> [原文抜粋]:
★ ★ ★ ★ ★
説明

自動給茶機

【課題】
茶葉供給部から茶漉しに茶葉が供給される際に、茶葉の微粉末が周囲に拡散することを防止して、機内を清潔に保持して保守管理が容易な自動給茶機を提供する。
【解決手段】
機体1内に、茶葉を収容する茶漉部10と、茶漉部10に茶葉を供給する茶葉供給手段8と、茶漉部10に供給された茶葉に湯を注ぐ注湯部12と、を備えて茶飲料を抽出する自動給茶機であって、茶葉が供給され、またはその供給された茶葉に湯が注がれる状態の茶漉部10を上方から覆うように配置された覆部9と、茶漉部10と覆部9の上下方向の間に外部と通じる開口18を設けた排気部と、排気部に設けられた排気ファン20と、排気ファン20の駆動を制御する制御手段40を備えたことを特徴とする自動給茶機。

【発明の詳細な説明】
【技術分野】
【0001】
本発明は、茶漉器に茶葉を収容し、この茶葉に湯を注いで茶飲料を抽出する自動給茶機に関し、特に注湯時に生じる湯気や、茶葉の供給時に飛散する微粉末を外部に排出する排気装置を備えた自動給茶機に関する。
★ ★ ★ ★ ★
> [目標 1]:
上記の自動給茶機に関する説明文を、一字一句違えずに全文書き写してください。
★ ★ ★ ★ ★
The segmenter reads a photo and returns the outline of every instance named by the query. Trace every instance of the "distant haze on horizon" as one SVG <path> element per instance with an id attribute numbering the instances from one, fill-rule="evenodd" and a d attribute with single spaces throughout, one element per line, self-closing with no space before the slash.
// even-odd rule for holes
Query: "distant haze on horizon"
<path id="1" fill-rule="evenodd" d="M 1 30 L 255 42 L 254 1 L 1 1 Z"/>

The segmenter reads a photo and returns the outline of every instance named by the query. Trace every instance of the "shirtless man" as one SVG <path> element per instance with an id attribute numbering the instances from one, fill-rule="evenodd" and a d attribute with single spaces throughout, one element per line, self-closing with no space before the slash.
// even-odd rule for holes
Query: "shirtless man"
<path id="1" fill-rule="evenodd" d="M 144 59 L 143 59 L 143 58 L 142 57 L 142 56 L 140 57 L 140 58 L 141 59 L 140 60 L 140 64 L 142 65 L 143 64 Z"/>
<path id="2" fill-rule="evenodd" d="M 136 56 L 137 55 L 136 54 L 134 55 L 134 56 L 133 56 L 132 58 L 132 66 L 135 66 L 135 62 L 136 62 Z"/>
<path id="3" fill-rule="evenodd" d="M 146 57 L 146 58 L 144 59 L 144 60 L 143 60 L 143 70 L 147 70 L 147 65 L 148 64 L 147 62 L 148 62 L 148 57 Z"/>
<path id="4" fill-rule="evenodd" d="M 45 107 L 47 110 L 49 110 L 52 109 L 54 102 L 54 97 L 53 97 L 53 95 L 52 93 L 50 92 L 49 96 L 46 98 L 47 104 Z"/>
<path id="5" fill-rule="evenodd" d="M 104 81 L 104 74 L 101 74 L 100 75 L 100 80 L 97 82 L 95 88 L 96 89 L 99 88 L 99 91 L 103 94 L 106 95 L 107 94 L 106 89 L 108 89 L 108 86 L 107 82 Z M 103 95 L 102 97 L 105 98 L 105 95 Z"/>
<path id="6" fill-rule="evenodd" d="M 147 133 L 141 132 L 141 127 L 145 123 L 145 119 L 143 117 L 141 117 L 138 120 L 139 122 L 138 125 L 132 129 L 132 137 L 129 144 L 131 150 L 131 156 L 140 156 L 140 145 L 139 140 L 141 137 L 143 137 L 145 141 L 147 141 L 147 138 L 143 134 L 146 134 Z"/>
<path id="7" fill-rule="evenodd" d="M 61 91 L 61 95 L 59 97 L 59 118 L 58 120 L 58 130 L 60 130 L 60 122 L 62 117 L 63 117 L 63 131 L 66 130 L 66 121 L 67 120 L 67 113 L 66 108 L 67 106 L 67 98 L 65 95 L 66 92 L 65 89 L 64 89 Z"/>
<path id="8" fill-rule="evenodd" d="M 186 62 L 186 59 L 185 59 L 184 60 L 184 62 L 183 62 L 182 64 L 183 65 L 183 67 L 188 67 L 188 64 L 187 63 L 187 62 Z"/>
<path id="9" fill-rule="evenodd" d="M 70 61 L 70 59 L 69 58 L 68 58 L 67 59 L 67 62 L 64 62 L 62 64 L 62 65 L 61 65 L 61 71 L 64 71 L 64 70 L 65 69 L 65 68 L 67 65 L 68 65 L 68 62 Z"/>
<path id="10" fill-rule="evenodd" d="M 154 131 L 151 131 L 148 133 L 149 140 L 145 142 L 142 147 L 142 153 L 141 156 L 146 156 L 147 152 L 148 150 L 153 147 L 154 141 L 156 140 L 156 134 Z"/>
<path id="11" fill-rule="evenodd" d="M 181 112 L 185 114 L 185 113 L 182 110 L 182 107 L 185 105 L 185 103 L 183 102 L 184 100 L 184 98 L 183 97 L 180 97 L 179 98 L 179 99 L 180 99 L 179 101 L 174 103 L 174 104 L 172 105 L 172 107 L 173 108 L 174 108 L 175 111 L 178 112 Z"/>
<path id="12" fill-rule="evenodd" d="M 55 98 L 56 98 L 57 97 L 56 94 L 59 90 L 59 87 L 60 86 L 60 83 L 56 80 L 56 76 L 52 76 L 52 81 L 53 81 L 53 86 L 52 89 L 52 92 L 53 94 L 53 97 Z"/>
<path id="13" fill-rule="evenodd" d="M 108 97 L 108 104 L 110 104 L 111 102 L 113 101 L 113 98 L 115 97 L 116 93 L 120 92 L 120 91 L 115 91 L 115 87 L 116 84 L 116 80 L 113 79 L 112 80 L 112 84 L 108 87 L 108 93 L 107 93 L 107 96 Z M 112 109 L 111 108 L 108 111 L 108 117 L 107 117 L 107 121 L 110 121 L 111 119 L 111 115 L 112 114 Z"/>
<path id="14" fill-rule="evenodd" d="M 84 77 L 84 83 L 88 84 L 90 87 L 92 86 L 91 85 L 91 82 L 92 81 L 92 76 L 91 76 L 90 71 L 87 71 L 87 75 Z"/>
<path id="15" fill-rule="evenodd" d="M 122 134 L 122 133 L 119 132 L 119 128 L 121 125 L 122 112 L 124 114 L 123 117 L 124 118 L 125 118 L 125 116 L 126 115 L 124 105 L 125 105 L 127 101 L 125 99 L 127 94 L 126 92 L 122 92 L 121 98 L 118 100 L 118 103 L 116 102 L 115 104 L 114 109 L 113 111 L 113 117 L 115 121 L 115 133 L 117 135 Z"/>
★ ★ ★ ★ ★
> [目標 2]:
自動給茶機に関する説明文の後に続く行の先頭から始め、「30 L 255 42」を含む行で終えてください。両端の行も含め、該当する行だけを空行を除いて、「番号」と「内容」の2列からなるMarkdownの表として出力してください。

> [解答 1]:
説明

自動給茶機

【課題】
茶葉供給部から茶漉しに茶葉が供給される際に、茶葉の微粉末が周囲に拡散することを防止して、機内を清潔に保持して保守管理が容易な自動給茶機を提供する。
【解決手段】
機体1内に、茶葉を収容する茶漉部10と、茶漉部10に茶葉を供給する茶葉供給手段8と、茶漉部10に供給された茶葉に湯を注ぐ注湯部12と、を備えて茶飲料を抽出する自動給茶機であって、茶葉が供給され、またはその供給された茶葉に湯が注がれる状態の茶漉部10を上方から覆うように配置された覆部9と、茶漉部10と覆部9の上下方向の間に外部と通じる開口18を設けた排気部と、排気部に設けられた排気ファン20と、排気ファン20の駆動を制御する制御手段40を備えたことを特徴とする自動給茶機。

【発明の詳細な説明】
【技術分野】
【0001】
本発明は、茶漉器に茶葉を収容し、この茶葉に湯を注いで茶飲料を抽出する自動給茶機に関し、特に注湯時に生じる湯気や、茶葉の供給時に飛散する微粉末を外部に排出する排気装置を備えた自動給茶機に関する。

> [解答 2]:
| 番号 | 内容 |
|---|---|
| 1 | The segmenter reads a photo and returns the outline of every instance named by the query. Trace every instance of the "distant haze on horizon" as one SVG <path> element per instance with an id attribute numbering the instances from one, fill-rule="evenodd" and a d attribute with single spaces throughout, one element per line, self-closing with no space before the slash. |
| 2 | // even-odd rule for holes |
| 3 | Query: "distant haze on horizon" |
| 4 | <path id="1" fill-rule="evenodd" d="M 1 30 L 255 42 L 254 1 L 1 1 Z"/> |